- [Assigned task 1]
In the text on basal metabolic rate, by about how much does BMR drop per decade after age 20?
- [Assigned task 2]
Extend the text on basal metabolic rate, picking up after its final sentence.

To compare the energy we require from food on a common standard the concept of the ‘basal metabolic rate’ was invented. The basal metabolic rate or BMR is the amount of energy which is needed to maintain the body in energy equilibrium while lying at rest in a fasted state. It is measured as the rate of energy consumption in kcal/day.


A person’s BMR is the energy expended by the body at rest to maintain normal bodily functions. This continual work makes up about 60-70% of the calories we use ("burn" or expend) and includes the heart beat, respiration, and the maintenance of body temperature. The BMR is governed by a number of factors, including age, weight, height, gender, environmental temperature, dieting, and exercise habits. Because of the increased activity of cells undergoing division, the young have a higher (faster) metabolism. Also the taller and heavier a person is, the faster their metabolism. Because of the greater percentage of lean muscle tissue in the male body, men generally have a 10-15% faster BMR than women. People living in tropical or very cold environments generally have BMR's 5-20% higher than those living in more temperate climates. In general, depending on the intensity and duration, consistent exercise can also increase BMR.

BMR is determined by a combination of genetic and environmental factors, as follows:

  • Genetics. Some people are born with faster metabolisms; some with slower metabolisms.
  • Gender. Men have a greater muscle mass and a lower body fat percentage. This means they have a higher basal metabolic rate.
  • Age. BMR reduces with age. After 20 years, it drops about 2 per cent, per decade.
  • Weight. The heavier your weight, the higher your BMR. Example: the metabolic rate of obese women is 25 percent higher than the metabolic rate of thin women.
  • Body Surface Area. This is a reflection of your height and weight. The greater your Body Surface Area factor, the higher your BMR. Tall, thin people have higher BMRs. If you compare a tall person with a short person of equal weight, then if they both follow a diet calorie-controlled to maintain the weight of the taller person, the shorter person may gain up to 15 pounds in a year.
  • Body Fat Percentage. The lower your body fat percentage, the higher your BMR. The lower body fat percentage in the male body is one reason why men generally have a 10-15% faster BMR than women.

- [Information given]
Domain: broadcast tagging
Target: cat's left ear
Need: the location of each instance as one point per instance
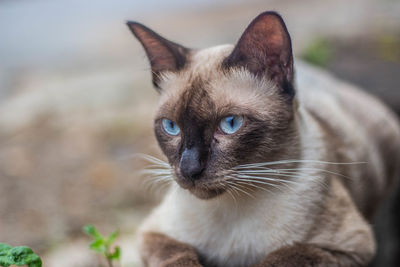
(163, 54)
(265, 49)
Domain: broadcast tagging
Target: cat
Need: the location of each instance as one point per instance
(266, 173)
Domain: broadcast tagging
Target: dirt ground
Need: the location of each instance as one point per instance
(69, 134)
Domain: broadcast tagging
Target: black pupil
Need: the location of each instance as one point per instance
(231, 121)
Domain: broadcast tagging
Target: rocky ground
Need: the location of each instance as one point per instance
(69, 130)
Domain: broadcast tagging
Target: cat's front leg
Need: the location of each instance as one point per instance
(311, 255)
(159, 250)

...

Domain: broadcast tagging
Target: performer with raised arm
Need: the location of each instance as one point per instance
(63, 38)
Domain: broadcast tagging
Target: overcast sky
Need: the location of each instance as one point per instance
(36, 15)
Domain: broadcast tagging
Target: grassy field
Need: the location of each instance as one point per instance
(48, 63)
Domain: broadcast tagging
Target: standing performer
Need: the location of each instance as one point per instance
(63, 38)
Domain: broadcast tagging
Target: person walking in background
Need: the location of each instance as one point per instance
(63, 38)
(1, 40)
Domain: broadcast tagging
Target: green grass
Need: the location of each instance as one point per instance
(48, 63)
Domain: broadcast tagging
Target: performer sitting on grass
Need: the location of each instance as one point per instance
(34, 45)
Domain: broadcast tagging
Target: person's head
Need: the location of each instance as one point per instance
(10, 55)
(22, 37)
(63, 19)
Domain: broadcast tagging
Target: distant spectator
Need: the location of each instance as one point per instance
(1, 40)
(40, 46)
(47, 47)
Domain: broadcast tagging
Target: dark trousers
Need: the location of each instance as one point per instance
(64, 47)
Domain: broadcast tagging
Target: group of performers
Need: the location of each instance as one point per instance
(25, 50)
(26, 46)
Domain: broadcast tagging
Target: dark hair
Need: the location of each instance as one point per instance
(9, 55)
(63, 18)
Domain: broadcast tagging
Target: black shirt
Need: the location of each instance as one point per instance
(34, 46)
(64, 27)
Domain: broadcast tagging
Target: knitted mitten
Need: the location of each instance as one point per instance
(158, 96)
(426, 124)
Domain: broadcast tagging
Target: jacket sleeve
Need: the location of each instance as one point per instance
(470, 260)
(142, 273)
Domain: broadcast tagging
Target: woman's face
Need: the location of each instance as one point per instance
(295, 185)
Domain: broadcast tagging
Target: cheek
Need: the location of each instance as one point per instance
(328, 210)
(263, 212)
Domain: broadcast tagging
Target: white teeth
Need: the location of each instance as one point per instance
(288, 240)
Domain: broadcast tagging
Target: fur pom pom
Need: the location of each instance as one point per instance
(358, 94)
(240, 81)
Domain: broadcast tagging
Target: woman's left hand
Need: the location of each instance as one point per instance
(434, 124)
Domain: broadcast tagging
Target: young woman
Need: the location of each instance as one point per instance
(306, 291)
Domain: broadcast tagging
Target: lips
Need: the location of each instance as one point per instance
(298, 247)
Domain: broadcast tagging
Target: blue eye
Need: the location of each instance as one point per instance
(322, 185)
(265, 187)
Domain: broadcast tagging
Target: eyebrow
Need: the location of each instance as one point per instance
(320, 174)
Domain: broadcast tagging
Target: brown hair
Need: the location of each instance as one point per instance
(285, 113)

---

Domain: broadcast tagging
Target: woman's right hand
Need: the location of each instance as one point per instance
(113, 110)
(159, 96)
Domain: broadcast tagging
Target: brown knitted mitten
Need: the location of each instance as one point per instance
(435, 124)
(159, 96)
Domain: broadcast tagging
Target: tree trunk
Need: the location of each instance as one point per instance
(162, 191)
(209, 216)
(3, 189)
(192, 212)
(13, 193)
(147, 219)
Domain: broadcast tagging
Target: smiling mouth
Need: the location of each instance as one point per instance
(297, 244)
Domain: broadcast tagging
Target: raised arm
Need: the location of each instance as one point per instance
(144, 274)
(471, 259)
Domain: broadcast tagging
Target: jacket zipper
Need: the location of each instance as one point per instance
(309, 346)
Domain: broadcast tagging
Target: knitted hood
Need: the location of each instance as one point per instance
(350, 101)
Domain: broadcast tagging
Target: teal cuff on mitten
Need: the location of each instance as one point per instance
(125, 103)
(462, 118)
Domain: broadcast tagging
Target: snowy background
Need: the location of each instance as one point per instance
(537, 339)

- [Output 1]
About 2 percent per decade.

- [Output 2]
  • Diet. Starvation or serious abrupt calorie-reduction can dramatically reduce BMR by up to 30 percent.Restrictive low-calorie weight loss diets may cause your BMR to drop as much as 20%.
  • Body Temperature/Health. For every increase of 0.5C in internal temperature of the body, the BMR increases by about 7 percent. The chemical reactions in the body actually occur more quickly at higher temperatures. So a patient with a fever of 42C (about 4C above normal) would have an increase of about 50 percent in BMR.
  • External temperature. Temperature outside the body also affects basal metabolic rate. Exposure to cold temperature causes an increase in the BMR, so as to create the extra heat needed to maintain the body's internal temperature. A short exposure to hot temperature has little effect on the body's metabolism as it is compensated mainly by increased heat loss. But prolonged exposure to heat can raise BMR.
  • Glands. Thyroxin (produced by the thyroid gland) is a key BMR-regulator which speeds up the metabolic activity of the body. The more thyroxin produced, the higher the BMR. If too much thyroxin is produced (a condition known as thyrotoxicosis) BMR can actually double. If too little thyroxin is produced (myxoedema) BMR may shrink to 30-40 percent of normal. Like thyroxin, adrenaline also increases the BMR but to a lesser extent.
  • Exercise. Physical exercise not only influences body weight by burning calories, it also helps raise your BMR by building extra lean tissue. (Lean tissue is more metabolically demanding than fat tissue.) So you burn more calories even when sleeping.